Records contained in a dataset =
────

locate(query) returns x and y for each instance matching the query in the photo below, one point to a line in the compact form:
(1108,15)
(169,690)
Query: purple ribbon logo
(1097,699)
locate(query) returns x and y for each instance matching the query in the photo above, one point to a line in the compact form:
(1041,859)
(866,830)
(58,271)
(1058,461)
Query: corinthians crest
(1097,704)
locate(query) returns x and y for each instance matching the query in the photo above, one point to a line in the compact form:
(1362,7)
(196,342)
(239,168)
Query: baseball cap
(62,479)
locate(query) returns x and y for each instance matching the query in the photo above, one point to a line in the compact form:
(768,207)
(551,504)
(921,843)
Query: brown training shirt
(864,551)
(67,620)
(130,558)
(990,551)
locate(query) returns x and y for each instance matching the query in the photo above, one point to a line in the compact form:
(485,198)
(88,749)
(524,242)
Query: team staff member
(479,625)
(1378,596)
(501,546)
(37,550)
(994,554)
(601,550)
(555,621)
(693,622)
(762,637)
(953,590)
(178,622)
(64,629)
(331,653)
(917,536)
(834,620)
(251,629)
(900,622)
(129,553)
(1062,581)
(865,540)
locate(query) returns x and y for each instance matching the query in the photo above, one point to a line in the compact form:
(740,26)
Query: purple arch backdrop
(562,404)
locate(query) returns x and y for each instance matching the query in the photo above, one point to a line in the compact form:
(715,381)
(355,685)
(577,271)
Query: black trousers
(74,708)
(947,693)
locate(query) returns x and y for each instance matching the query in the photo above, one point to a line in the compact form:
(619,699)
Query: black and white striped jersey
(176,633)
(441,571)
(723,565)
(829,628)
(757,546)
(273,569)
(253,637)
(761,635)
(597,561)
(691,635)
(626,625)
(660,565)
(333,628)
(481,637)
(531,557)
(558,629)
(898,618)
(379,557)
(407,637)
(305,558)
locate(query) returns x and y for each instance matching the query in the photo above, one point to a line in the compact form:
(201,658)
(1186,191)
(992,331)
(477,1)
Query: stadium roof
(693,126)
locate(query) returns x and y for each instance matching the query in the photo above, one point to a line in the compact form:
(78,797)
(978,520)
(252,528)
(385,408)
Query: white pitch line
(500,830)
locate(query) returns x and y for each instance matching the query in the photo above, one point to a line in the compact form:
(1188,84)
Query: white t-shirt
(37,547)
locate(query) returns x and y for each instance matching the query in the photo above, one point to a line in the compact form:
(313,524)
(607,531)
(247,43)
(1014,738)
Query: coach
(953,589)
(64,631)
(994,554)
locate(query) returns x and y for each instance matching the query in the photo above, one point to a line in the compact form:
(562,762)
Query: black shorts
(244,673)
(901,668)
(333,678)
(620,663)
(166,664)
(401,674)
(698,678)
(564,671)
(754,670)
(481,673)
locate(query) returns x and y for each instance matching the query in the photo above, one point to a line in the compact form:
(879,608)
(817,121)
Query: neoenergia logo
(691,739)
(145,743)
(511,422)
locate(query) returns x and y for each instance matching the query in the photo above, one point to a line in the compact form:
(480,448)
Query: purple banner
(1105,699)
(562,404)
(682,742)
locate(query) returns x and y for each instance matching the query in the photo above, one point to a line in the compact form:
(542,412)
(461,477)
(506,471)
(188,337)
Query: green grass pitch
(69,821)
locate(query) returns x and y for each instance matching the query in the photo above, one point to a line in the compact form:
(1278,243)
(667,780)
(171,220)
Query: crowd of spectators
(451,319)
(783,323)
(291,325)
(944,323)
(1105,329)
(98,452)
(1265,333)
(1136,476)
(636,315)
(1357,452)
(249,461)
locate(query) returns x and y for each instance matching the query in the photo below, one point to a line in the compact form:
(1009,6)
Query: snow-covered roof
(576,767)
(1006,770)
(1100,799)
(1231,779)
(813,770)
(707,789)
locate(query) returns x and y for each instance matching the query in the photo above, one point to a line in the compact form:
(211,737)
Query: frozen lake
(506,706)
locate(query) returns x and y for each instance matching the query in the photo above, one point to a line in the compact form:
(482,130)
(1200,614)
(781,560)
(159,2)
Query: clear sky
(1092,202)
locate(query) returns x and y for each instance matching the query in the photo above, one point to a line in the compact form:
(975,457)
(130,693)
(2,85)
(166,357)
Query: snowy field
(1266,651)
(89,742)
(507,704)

────

WHAT TO PRODUCE = Nothing may be omitted; retype every record exactly.

TASK OUTPUT =
locate(query) returns x and y for each instance matching the query in the photo below, one point to a line in the compact form:
(1108,15)
(169,690)
Query: purple ribbon logo
(1097,699)
locate(query) returns x and y for each instance matching the query in the photo above, one point to a line in the compact form:
(1041,859)
(866,830)
(58,271)
(1058,461)
Query: corinthians crest
(1097,704)
locate(query) returns x and y for each instance matching the query in the photo above, one point to a line in the compact form:
(1362,7)
(196,342)
(239,168)
Query: baseball cap
(62,479)
locate(query) returns x and y for each instance matching the query in the photo above, one point to a line in the compact form:
(768,207)
(551,504)
(921,843)
Query: brown training shirt
(864,551)
(67,620)
(130,558)
(990,551)
locate(query) returns x and y for each instance matching the query in the photo above, one point to a line in the compact form:
(485,198)
(88,749)
(524,242)
Query: team staff member
(479,625)
(1378,596)
(501,546)
(37,550)
(994,554)
(601,550)
(555,621)
(693,622)
(762,637)
(953,590)
(178,622)
(64,629)
(331,653)
(917,536)
(834,620)
(251,629)
(900,622)
(129,553)
(1062,581)
(865,540)
locate(query) returns x and y for each instance matching the query in the photo above, one point to a line in the compact form:
(740,26)
Query: purple arch backdrop
(562,404)
locate(query) returns x and y for each instance matching the query in the photo above, one point to a line in the compact form:
(715,381)
(355,685)
(577,271)
Query: black trousers
(74,708)
(947,693)
locate(query) returns x and y for each instance matching the query in the photo above, one point to a line in the compact form:
(619,699)
Query: black and white striped jersey
(176,633)
(441,571)
(723,565)
(829,628)
(757,546)
(273,569)
(253,637)
(761,635)
(597,561)
(691,635)
(626,625)
(660,565)
(333,628)
(481,637)
(531,557)
(558,629)
(898,618)
(379,557)
(407,637)
(305,558)
locate(query) returns x and y for each instance matching the query in the photo above, one point to a line in the compact form:
(201,658)
(1186,191)
(992,331)
(477,1)
Query: stadium roof
(693,126)
locate(query) returns x and y for each instance matching the query in the photo above, one point to a line in the compact form:
(78,797)
(978,520)
(252,528)
(385,408)
Query: white pitch line
(500,830)
locate(query) returns x and y for each instance matching the query in the photo above, one point to a line in the compact form:
(1188,84)
Query: white t-shirt
(37,547)
locate(query) returns x and y for each instance matching the query in the photo above, one point to a line in the compact form:
(313,524)
(607,531)
(247,43)
(1014,738)
Query: coach
(953,589)
(64,631)
(994,554)
locate(query) returns x and y for each instance matching the query in the photo above, one point to a line in the compact form:
(562,762)
Query: black shorts
(244,673)
(901,668)
(333,678)
(620,663)
(166,664)
(401,674)
(698,678)
(564,671)
(754,670)
(481,673)
locate(query) returns x and y for each instance matching the query in the photo above, one point to a line in the compact form:
(879,608)
(817,121)
Query: neoenergia logo
(691,739)
(145,743)
(511,422)
locate(query) returns x and y for each instance matching the query in the photo above, one point to a line in the compact form:
(480,448)
Query: purple banner
(1105,699)
(562,404)
(682,742)
locate(query) returns x and y for each instance matching the query in the photo above, one point to a line in the compact form:
(542,412)
(461,477)
(506,471)
(188,337)
Query: green grass pitch
(69,821)
locate(query) returns x and y for each instance matching the query in the photo above, one point to a line in the compact form:
(1278,243)
(667,780)
(171,220)
Query: crowd of spectators
(451,319)
(783,323)
(291,325)
(944,323)
(1105,329)
(98,452)
(1265,333)
(1136,476)
(636,315)
(1357,452)
(249,461)
locate(query) returns x and y for each instance matching the query in the photo below, one point to a line in the compact form:
(1009,6)
Query: snow-covered roof
(576,767)
(1006,770)
(1100,799)
(1231,779)
(813,770)
(707,789)
locate(query) returns x and y for each instance matching the query in the photo above, one point to a line in the compact form:
(211,737)
Query: frozen lake
(506,706)
locate(query) returns x and y for each instance matching the query in the photo above, one point to a line in the compact form:
(482,130)
(1200,614)
(781,560)
(159,2)
Query: clear sky
(1092,202)
locate(query) returns x and y for each instance matching the query in the photo above, one point to a line in the compact form:
(975,457)
(130,693)
(2,85)
(166,357)
Query: snowy field
(1266,651)
(89,742)
(507,704)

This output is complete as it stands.